What to produce: Could you copy the passage on gin word for word, starting with "It was probably" and going on through "as ‘Mother’s Ruin’."?

Passage shown:
Gin is a colourless spirit distilled from grain and flavoured with juniper berries. It derives its name, in fact, from the French word genievre, meaning juniper berry, first corrupted into Dutch as jenever and then into English as geneva or gin.
Gin has had a chequered history. It was invented in the mid-seventeenth century by a professor of the medical faculty at Leiden University in Holland and was at first used medically for its diuretic value.
It was probably introduced into England by soldiers who had come across it in the Netherlands – it was served to Dutch soldiers before they went to battle – and its popularity spread rapidly. It was distilled widely, both legally and illegally and became, by the mid-eighteenth century, the true drink of the masses – about 20 million gallons were consumed annually. Its indiscriminate production and generally low quality resulted in widespread addiction and disease and gin became known at one point as ‘Mother’s Ruin’.
It is only really in the last fifty years that it has recovered from this reputation and become an acceptable and classless drink.
There are two main types of gin – Dutch gin and English or American gin. Dutch gin has a clean, malty aroma and is usually drunk neat and slightly chilled. English or American gin is subdivided into two main categories: Dry or London gin and Old
Tom or Plymouth gin – the former is always dry and the latter slightly sweetened. English or American gin is rarely drunk straight. It is usually combined with a mineral water or a soft drink (such as tonic water or orange juice), or used as a base for cocktails – Tom Collins has a gin base, as does Singapore Sling.

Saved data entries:

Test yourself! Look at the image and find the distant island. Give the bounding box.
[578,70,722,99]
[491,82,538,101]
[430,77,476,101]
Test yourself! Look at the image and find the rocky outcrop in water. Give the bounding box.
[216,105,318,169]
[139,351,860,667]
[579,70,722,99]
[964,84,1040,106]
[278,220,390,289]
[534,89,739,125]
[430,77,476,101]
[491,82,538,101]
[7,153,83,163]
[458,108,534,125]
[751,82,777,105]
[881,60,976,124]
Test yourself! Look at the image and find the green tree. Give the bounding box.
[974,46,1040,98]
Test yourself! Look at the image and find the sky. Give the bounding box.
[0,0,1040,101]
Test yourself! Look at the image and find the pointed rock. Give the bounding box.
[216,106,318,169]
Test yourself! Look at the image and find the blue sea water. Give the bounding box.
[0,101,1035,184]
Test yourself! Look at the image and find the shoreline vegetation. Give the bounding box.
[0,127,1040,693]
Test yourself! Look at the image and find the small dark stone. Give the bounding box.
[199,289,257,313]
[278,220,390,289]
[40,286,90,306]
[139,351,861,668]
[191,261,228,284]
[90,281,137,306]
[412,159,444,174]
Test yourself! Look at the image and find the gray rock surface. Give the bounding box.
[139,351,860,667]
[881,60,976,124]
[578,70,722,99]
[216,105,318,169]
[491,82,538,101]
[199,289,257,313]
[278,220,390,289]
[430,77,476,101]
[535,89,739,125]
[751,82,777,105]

Answer:
It was probably introduced into England by soldiers who had come across it in the Netherlands – it was served to Dutch soldiers before they went to battle – and its popularity spread rapidly. It was distilled widely, both legally and illegally and became, by the mid-eighteenth century, the true drink of the masses – about 20 million gallons were consumed annually. Its indiscriminate production and generally low quality resulted in widespread addiction and disease and gin became known at one point as ‘Mother’s Ruin’.